→ **EXERCISE AIM**
Whenever a line of the listing contains the string "woman", return that line.

→ **EXTRACTED INFORMATION**
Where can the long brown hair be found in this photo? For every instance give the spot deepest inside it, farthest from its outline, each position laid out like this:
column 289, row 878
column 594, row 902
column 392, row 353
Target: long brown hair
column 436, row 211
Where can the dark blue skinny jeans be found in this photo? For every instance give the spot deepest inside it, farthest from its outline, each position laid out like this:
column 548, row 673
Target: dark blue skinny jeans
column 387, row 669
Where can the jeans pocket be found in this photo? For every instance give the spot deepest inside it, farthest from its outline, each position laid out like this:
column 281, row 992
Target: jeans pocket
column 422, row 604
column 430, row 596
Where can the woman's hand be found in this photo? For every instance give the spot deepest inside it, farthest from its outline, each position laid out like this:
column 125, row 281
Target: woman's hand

→ **EXERCISE OUTPUT**
Where can the woman's hand be found in this photo? For every instance give the spot deepest inside it, farthest from its outline, each position laid out like this:
Target: woman's hand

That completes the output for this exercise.